- [Goal of the exercise] Reproduce, unchanged, the lines of the records from the line with "like [112, 283]." up to and including the last line of the records.
===
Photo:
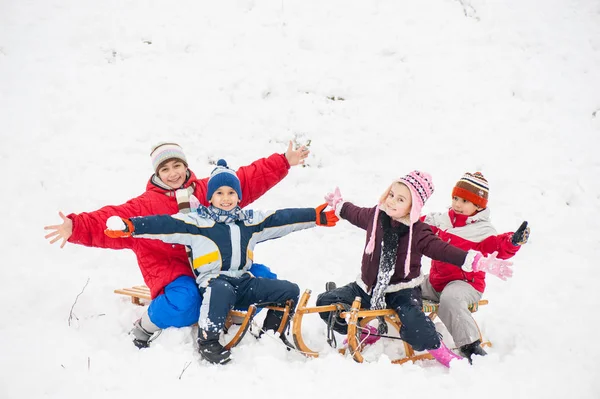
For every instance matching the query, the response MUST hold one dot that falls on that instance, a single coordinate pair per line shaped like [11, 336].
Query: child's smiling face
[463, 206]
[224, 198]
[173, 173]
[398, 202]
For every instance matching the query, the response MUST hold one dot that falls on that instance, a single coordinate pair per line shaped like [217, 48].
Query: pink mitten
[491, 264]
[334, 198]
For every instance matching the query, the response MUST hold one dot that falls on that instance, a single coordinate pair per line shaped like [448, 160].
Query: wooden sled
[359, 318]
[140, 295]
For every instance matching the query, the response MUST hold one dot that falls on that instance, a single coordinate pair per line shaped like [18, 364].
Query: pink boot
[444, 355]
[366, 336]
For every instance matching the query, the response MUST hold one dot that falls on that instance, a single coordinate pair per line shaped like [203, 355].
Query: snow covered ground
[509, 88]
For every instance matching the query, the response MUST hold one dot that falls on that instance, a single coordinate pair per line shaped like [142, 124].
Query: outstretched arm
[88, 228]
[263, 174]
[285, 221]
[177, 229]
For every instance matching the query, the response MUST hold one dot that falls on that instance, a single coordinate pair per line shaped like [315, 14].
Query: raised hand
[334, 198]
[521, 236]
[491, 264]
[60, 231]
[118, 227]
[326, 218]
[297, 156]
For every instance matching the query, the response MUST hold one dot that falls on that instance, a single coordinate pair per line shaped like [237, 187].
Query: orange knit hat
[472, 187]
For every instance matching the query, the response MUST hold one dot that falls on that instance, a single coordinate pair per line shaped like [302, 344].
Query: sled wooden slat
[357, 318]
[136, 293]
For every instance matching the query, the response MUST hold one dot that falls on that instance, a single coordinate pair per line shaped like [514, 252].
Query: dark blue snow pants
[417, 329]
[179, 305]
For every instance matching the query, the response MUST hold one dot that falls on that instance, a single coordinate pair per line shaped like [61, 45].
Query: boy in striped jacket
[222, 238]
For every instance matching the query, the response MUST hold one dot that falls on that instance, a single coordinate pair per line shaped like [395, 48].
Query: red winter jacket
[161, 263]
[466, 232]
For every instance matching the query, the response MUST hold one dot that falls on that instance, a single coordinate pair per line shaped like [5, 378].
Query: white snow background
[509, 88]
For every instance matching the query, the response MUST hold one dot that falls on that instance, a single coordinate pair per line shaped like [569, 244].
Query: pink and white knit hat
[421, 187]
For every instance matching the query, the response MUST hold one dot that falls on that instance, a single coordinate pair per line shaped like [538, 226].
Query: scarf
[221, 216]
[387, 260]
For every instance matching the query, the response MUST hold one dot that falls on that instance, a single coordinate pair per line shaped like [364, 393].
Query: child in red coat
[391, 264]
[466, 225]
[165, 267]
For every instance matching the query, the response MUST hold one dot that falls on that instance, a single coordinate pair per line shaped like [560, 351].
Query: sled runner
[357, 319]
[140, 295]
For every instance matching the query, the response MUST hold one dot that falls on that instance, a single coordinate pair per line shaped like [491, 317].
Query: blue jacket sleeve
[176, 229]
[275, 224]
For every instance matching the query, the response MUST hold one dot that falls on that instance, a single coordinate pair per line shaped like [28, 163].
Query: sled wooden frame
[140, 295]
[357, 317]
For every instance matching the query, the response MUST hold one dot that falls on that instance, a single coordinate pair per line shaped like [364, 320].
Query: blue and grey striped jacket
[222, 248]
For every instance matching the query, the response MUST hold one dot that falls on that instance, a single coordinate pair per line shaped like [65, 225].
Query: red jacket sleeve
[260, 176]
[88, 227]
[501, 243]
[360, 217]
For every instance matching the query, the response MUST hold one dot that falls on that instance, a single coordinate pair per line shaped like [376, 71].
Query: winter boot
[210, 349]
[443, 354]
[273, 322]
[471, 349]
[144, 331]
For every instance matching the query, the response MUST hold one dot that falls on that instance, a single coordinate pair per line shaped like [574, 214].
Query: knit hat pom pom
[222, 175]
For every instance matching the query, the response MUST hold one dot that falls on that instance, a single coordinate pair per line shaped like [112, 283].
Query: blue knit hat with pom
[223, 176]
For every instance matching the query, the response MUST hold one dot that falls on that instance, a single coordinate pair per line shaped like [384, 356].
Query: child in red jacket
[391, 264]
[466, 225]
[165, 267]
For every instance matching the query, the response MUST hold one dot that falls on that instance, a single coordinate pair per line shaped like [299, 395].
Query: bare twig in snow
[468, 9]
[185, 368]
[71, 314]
===
- [Answer in full]
For every instance matching the query, the response MUST hold one dot that falls on that instance, a single coordinate pair per line shaped like [112, 283].
Query: blue knit hat with pom
[223, 176]
For every instance matching the query, the response MUST hold one dot that falls on that instance, a single coordinate pair per line shaped like [384, 356].
Query: child in red jacket
[391, 264]
[466, 225]
[165, 267]
For every instance matching the query, the response MUST hold one dot that falls on that instance, a single coordinate pair per line shaped like [299, 395].
Query: bare twig in snow
[468, 9]
[185, 368]
[71, 314]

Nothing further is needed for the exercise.